◆ **Supplied records**:
########################################
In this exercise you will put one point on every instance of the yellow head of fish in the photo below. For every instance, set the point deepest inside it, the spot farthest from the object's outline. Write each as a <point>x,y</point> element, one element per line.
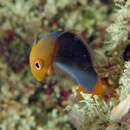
<point>41,58</point>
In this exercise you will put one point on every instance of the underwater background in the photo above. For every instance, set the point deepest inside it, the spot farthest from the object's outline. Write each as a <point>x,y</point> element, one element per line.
<point>26,104</point>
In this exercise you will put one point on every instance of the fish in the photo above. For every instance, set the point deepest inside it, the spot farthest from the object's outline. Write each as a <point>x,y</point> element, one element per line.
<point>71,54</point>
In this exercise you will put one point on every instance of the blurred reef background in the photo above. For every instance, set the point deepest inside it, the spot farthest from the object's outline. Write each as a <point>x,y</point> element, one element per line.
<point>26,104</point>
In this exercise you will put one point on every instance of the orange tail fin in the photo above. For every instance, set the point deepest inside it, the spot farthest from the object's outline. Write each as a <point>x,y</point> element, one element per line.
<point>99,90</point>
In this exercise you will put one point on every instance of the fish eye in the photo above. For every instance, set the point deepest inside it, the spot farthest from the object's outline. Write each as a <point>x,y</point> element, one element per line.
<point>38,64</point>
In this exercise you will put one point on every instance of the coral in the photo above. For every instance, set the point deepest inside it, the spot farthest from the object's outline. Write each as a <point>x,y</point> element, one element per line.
<point>124,88</point>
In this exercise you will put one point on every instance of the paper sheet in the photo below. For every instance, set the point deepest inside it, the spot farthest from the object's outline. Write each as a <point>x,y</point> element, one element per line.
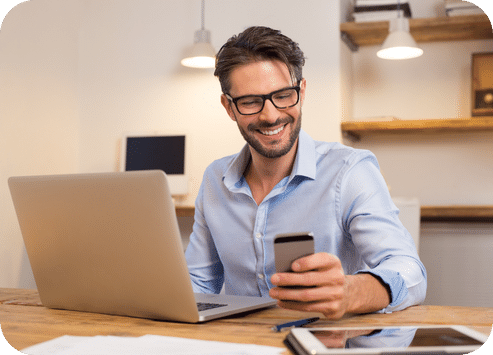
<point>147,344</point>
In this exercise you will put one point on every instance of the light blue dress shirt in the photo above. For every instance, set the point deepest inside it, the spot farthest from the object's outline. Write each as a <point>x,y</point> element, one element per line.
<point>335,192</point>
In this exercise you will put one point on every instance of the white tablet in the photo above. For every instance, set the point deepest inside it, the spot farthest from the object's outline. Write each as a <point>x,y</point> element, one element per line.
<point>385,340</point>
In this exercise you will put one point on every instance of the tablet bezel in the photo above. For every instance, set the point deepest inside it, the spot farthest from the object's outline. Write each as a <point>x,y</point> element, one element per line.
<point>312,345</point>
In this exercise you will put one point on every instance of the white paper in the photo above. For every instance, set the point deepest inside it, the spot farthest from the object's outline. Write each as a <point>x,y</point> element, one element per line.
<point>147,344</point>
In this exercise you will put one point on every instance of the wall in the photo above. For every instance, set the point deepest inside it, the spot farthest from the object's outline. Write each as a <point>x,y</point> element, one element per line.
<point>438,169</point>
<point>80,73</point>
<point>39,120</point>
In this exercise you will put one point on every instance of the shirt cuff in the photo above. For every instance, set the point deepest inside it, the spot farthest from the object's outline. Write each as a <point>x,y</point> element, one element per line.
<point>394,281</point>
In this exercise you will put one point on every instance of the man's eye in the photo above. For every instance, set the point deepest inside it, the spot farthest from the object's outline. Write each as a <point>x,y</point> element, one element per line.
<point>250,102</point>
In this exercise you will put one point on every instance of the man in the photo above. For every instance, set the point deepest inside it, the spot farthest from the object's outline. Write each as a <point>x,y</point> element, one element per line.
<point>282,181</point>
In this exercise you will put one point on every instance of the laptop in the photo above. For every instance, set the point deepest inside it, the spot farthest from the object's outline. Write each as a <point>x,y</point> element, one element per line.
<point>110,243</point>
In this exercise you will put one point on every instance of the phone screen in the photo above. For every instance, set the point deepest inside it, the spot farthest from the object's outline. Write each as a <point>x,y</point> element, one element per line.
<point>290,247</point>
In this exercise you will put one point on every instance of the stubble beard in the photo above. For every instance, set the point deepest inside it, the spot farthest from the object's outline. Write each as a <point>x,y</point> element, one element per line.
<point>274,151</point>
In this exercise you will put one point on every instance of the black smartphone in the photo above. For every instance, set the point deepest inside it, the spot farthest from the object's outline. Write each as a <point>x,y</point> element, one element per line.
<point>290,247</point>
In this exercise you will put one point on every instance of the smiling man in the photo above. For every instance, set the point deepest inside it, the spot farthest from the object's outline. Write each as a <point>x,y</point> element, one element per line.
<point>283,181</point>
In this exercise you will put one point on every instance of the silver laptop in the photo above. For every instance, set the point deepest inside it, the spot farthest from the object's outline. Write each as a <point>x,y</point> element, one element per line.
<point>110,243</point>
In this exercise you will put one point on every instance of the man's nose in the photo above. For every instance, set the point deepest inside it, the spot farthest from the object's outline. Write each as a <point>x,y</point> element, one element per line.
<point>269,112</point>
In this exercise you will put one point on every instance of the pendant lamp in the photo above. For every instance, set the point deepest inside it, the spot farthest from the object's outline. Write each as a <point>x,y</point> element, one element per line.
<point>399,44</point>
<point>202,54</point>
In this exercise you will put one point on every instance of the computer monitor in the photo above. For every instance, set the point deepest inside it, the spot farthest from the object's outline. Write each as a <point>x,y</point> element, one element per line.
<point>152,151</point>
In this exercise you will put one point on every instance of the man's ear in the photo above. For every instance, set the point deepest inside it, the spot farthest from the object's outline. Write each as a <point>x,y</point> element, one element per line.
<point>228,106</point>
<point>302,91</point>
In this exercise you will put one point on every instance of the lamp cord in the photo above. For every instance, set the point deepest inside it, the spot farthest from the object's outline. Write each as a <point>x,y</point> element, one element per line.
<point>203,14</point>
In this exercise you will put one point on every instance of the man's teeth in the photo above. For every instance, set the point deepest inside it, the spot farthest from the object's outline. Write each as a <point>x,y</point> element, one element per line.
<point>271,133</point>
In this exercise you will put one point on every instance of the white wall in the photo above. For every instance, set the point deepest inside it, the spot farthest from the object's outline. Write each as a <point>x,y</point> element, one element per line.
<point>437,168</point>
<point>76,74</point>
<point>39,120</point>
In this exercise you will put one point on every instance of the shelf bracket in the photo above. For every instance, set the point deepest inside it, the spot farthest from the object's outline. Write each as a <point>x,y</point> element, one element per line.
<point>346,38</point>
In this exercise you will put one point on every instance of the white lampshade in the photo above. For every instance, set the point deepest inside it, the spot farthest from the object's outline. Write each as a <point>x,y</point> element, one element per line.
<point>202,54</point>
<point>399,44</point>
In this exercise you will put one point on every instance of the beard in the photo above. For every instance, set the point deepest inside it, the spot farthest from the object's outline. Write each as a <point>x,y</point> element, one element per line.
<point>275,150</point>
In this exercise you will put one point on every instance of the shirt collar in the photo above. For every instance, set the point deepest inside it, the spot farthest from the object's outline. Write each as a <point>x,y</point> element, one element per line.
<point>305,163</point>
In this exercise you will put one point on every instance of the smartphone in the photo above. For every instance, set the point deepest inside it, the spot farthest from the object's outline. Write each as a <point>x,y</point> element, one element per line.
<point>290,247</point>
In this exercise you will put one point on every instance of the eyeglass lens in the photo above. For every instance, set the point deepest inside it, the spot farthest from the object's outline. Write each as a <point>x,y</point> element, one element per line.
<point>249,105</point>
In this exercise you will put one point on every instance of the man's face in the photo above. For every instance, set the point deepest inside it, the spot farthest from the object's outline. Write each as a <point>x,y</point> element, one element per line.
<point>272,132</point>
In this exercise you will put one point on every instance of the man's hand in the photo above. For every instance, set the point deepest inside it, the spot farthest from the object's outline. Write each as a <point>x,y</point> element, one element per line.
<point>321,286</point>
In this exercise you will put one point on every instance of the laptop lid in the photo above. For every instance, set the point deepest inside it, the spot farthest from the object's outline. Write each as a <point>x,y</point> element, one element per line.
<point>109,243</point>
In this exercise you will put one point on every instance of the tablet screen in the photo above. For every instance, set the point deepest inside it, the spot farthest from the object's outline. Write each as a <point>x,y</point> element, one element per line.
<point>394,337</point>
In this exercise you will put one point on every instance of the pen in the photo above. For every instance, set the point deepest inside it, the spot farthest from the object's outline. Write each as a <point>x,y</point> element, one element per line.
<point>296,323</point>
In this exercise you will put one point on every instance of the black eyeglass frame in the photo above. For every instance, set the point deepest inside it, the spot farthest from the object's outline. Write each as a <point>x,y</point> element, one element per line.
<point>235,100</point>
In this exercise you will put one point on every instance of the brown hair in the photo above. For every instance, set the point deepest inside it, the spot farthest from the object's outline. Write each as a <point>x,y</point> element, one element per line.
<point>257,44</point>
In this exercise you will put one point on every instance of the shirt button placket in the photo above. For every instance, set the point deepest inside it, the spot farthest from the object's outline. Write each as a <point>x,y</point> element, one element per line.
<point>260,223</point>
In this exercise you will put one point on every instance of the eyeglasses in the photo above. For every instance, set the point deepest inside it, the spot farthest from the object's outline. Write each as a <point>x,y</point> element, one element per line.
<point>281,99</point>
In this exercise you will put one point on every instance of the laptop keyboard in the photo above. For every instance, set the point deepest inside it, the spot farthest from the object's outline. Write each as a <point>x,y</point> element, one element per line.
<point>202,306</point>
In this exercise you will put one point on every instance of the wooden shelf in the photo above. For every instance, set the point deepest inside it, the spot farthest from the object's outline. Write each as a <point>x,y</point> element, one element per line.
<point>428,213</point>
<point>185,211</point>
<point>455,28</point>
<point>457,214</point>
<point>356,129</point>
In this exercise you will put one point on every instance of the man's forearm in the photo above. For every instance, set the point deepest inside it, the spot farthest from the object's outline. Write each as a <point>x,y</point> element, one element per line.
<point>366,293</point>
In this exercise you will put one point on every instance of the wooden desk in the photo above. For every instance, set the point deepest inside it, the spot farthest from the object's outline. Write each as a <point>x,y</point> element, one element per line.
<point>24,322</point>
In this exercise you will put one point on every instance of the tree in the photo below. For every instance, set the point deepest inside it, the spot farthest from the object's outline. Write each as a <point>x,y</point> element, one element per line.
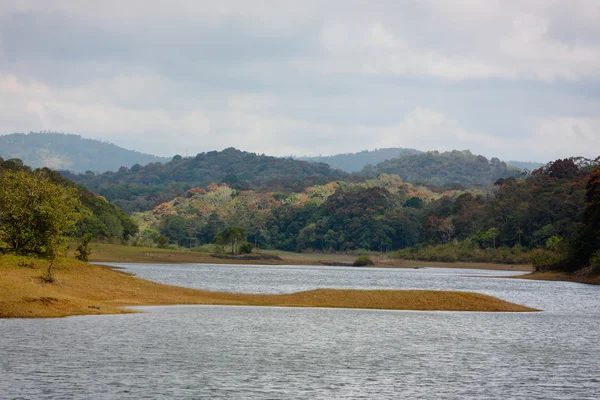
########################################
◆ **Task statement**: Please return the lines of the listing above, from the line containing "the man's nose" down to the line containing "<point>302,91</point>", including both of those lines, and copy each one without change.

◆ **Output of the task**:
In this exercise you will put one point on every instance of the man's nose in the photo above. For every instance, set the point deepest inside it, the spot farthest from the object's outline. Write each as a <point>x,y</point> element, one element per line.
<point>269,112</point>
In this exercise you will put one point on every instance of the pendant lamp in the photo above. For every instance, set the point deepest inside it, the spot farthest from the object's outline. Write each as a <point>x,y</point> element, one element per line.
<point>399,44</point>
<point>202,54</point>
In this exercise you will put one point on every instance of the computer monitor in the photo above. For every instance, set the point deepest inside it, the spot farthest from the object's outline. Write each as a <point>x,y</point> element, one element per line.
<point>152,151</point>
In this exercise you will put one point on every instance of the man's ear in the photo above. For every instance, set the point deepest inside it, the spot farthest from the object's outline. Write each as a <point>x,y</point> element, one element per line.
<point>228,106</point>
<point>302,91</point>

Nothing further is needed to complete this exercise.